Output all entries exactly as they appear and skip the pictures.

** Data to examine **
▬▬▬

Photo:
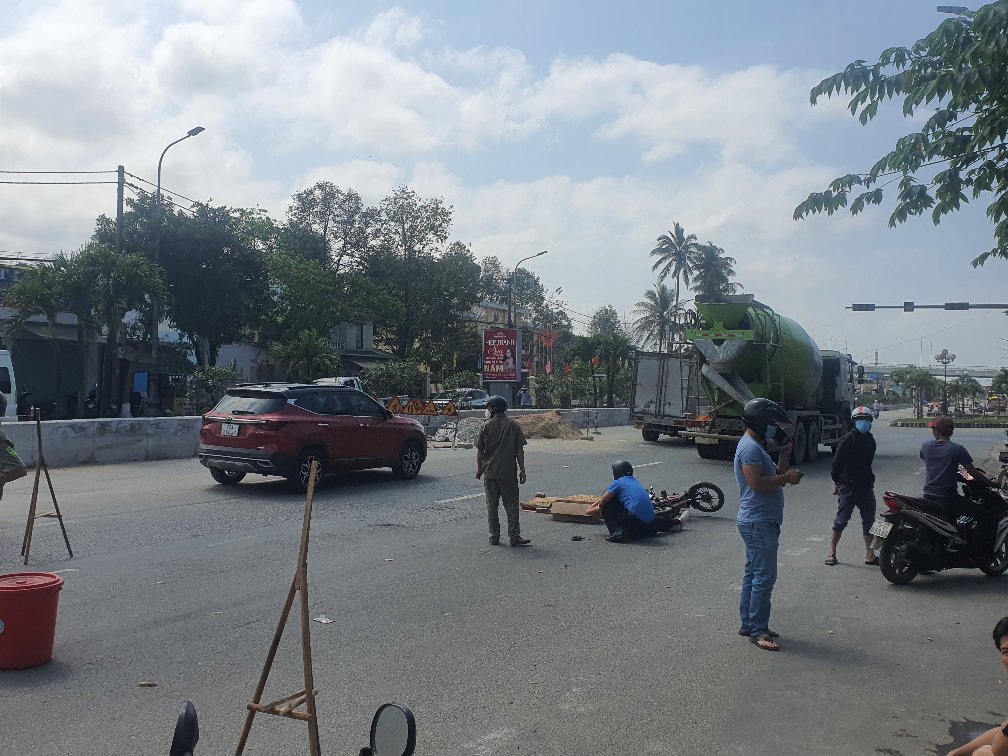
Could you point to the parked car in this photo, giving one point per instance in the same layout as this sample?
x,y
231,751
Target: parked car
x,y
280,428
464,398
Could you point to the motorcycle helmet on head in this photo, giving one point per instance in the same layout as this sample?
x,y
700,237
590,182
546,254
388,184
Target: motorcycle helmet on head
x,y
622,469
497,404
758,414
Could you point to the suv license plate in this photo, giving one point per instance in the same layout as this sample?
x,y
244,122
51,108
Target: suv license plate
x,y
880,528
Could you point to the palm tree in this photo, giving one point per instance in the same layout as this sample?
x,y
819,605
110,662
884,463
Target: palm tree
x,y
309,355
38,291
119,283
673,251
656,318
76,281
713,271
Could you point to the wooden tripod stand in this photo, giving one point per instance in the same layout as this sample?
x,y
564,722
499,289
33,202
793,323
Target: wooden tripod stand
x,y
41,467
287,707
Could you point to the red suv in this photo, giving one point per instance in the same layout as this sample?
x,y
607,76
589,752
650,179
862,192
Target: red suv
x,y
281,428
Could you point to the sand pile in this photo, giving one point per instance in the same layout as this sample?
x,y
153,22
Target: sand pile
x,y
547,425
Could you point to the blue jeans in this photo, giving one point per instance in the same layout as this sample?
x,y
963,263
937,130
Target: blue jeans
x,y
761,539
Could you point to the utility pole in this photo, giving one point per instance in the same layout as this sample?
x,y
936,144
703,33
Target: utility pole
x,y
120,190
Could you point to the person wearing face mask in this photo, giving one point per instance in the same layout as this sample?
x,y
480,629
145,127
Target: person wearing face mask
x,y
853,483
761,511
500,461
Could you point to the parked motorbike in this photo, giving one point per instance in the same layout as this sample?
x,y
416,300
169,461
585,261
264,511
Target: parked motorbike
x,y
918,534
671,511
393,732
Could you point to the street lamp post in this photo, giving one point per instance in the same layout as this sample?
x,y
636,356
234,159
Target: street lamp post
x,y
945,357
510,306
154,310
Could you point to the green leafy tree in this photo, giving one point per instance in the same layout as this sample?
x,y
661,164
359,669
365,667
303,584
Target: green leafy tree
x,y
674,253
330,225
38,292
308,355
713,271
656,321
919,380
958,74
999,385
120,283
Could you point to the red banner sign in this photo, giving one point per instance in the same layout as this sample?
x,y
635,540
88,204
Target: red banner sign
x,y
500,355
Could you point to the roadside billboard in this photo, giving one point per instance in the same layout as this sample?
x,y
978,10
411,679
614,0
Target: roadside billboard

▬▬▬

** Solution for this exercise **
Photo:
Could you point to the parked car in this photo, giving one point per instance in the same layout as this sample?
x,y
231,751
Target: parked car
x,y
280,428
464,398
Could you point to the motorcycle helmet on head in this photo, giving one point per instance in the same layout as this sample?
x,y
700,237
590,182
546,254
388,184
Target: motorcycle helmet on head
x,y
622,469
497,404
758,414
Could you point to the suv license plate in this photo, giving one point per instance in the same layout as this sample?
x,y
244,122
51,108
Target: suv license plate
x,y
880,528
Could you point to the palm tree in this photo, giving one point per instance in the same layout as this sample?
x,y
819,605
110,662
884,463
Target: palm tree
x,y
309,355
38,291
119,283
673,251
656,318
76,281
713,271
Could you point to the wooden tripod stand in this photo, giving one point per instance in the same layout as this sample?
x,y
564,722
499,289
33,202
793,323
Target: wooden tripod stand
x,y
41,467
287,707
Could you point to the red suv in this photo, giving one point per instance in the same layout as this sample?
x,y
607,76
589,752
650,179
862,192
Target: red suv
x,y
281,428
Could you point to the sand pile in this photo, giving one point per instance in the same layout as this sample?
x,y
153,22
Target: sand pile
x,y
547,425
Could you point to the blue jeans in this photo, giving one point per instance in the same layout as this sample?
x,y
963,263
937,130
Target: blue jeans
x,y
761,539
Could you point to the utility pole in this photo, giving one point per instance in the same layout as this sample?
x,y
936,144
703,33
Target: utility pole
x,y
120,190
Could you point to the person wearing face mask in this photo, giving one point per instance in the same layout as this sample?
x,y
480,629
145,127
Target: person wearing face mask
x,y
853,483
761,511
500,461
Could you point to the parked motorbike in this photo, giving one point per instance in the same layout as this sample?
x,y
416,300
169,461
585,261
264,511
Target: parked motorbike
x,y
918,534
671,511
393,732
Could you point to the street lamp post in this photo, giving one point per instance in the same layout as this sample?
x,y
636,356
234,159
Target: street lamp post
x,y
945,357
510,306
154,310
Could you point to the green leafy tree in this photo, giving one point per instance in the same layout as this sample?
x,y
661,164
359,669
365,667
303,584
Target: green leafy tree
x,y
674,253
330,225
38,292
308,355
713,271
656,321
919,380
958,74
999,385
120,283
Could you point to the red banner sign in this photo, giving one point per instance in the same layout as this sample?
x,y
635,540
88,204
Target: red banner sign
x,y
500,355
Could you point to the roadside billboard in this photo, giving one point per instance in the same layout as this sample?
x,y
978,10
411,679
614,0
Target: roadside billboard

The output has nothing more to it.